**Conjunto de tarefas**.
a – Por favor, traduza para o inglês esta frase da entrevista com Gustavo Franco: "O Plano Real deu certo e os anteriores deram errado."
b – Reescreva a parte da entrevista com Gustavo Franco entre "13 de dezembro" e "defende o Plano Real.", inclusive, trocando "FMI" por "Fundo Monetário Internacional".

**Trecho**.
= = =

13 de dezembro de 2011

Gustavo Franco: "É mesquinho fazer politicagem com o empréstimo ao FMI”

Em entrevista exclusiva, ex-presidente do Banco Central diz que País não deve pedir contrapartida ao Fundo e defende o Plano Real.

Ex-presidente do Banco Central (1997-1999) e sócio fundador da Rio Bravo investimentos, Gustavo Franco acaba de lançar o livro “Dinheiro e Magia” (ed. Zahar), no qual assina o prefácio e o posfácio da obra de Hans Christoph Binswager. O alemão analisa a segunda parte do livro “Fausto”, de Goethe, que traz considerações econômicas.

Além de transitar pela literatura, o economista, que raras vezes dá entrevistas, falou com exclusividade ao iG. Na conversa, compara os derivativos que geraram a crise norte-americana de 2008 a um “pacto com o demônio”, critica a política econômica do atual governo e defende o Plano Real como poucos tucanos fazem - mesmo em época de eleição. “O Plano Real deu certo e os anteriores deram errado. É simples, é ganhar ou perder”, afirma ele, que integrou a equipe econômica que criou o Plano Real.

E ainda na linha crítica ao governo, classificou como “mesquinharia” a negociação do Planalto para obter maior participação no Fundo Monetário Internacional (FMI) como condição para emprestar dinheiro para os países europeus em dificuldade. “Se esse é realmente um país maduro que se julga, inclusive, com a maturidade que transcende a economia a ponto de pleitear um assento no Conselho de Segurança da ONU, não deveria criar qualquer obstáculo para participar de forma produtiva para um esforço como esse”, afirma, incisivo. A seguir, a entrevista.

= = =

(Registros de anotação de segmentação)
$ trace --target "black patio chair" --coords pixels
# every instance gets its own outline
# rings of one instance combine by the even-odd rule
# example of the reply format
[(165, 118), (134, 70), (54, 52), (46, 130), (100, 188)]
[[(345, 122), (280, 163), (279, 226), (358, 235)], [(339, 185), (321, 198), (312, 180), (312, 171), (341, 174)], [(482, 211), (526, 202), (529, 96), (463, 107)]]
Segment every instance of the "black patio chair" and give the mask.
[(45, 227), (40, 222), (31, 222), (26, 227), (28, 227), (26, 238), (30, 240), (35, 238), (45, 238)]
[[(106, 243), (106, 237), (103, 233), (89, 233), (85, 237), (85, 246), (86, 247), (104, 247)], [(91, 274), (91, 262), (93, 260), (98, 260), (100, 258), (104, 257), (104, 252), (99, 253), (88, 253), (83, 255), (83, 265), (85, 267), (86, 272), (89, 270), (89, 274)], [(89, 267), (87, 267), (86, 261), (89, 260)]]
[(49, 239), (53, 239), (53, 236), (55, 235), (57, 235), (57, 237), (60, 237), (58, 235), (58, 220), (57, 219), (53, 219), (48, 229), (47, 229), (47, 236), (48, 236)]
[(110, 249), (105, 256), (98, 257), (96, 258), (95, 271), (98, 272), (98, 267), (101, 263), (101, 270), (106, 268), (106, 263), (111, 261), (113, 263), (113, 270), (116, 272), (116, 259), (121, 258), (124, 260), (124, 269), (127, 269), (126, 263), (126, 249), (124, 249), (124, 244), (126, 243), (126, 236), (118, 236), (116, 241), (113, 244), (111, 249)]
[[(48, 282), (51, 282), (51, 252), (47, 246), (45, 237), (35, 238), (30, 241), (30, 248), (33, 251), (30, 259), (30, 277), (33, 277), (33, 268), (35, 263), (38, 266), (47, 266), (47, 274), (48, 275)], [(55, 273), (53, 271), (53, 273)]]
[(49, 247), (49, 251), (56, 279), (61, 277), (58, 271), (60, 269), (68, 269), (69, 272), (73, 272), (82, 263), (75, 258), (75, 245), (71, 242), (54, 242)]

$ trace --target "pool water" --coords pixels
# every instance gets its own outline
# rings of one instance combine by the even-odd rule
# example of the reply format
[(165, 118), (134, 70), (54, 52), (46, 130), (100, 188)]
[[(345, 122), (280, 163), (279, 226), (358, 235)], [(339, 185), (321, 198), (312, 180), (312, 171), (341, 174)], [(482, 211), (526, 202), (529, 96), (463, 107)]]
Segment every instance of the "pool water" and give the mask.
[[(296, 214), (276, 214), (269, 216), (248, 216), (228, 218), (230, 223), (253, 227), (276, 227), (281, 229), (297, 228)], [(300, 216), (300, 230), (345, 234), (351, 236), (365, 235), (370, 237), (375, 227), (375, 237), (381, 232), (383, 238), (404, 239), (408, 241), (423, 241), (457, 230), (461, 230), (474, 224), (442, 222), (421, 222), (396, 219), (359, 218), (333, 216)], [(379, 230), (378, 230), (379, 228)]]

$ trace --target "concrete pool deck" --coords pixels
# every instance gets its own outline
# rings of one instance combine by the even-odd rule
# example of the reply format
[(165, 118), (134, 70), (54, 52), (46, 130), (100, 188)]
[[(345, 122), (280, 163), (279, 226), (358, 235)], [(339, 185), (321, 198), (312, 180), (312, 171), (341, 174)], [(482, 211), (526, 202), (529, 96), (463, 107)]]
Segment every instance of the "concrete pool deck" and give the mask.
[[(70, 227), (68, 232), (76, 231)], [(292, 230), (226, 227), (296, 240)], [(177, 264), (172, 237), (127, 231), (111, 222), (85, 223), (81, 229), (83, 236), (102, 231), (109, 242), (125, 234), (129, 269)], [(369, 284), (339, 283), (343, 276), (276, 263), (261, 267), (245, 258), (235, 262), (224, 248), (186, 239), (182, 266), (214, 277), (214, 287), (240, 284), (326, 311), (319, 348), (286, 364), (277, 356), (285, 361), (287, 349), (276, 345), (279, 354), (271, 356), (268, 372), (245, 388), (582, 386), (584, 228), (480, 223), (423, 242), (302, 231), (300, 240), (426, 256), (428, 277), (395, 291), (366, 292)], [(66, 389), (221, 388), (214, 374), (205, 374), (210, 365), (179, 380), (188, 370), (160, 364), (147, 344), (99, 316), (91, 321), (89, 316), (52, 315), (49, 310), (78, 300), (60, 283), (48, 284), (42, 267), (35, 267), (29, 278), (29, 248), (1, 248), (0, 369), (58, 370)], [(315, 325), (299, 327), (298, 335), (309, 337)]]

= = =

**Resultados do exercício**.
a – The Real Plan worked, and the previous ones failed.

b –
13 de dezembro de 2011

Gustavo Franco: "É mesquinho fazer politicagem com o empréstimo ao Fundo Monetário Internacional”

Em entrevista exclusiva, ex-presidente do Banco Central diz que País não deve pedir contrapartida ao Fundo e defende o Plano Real.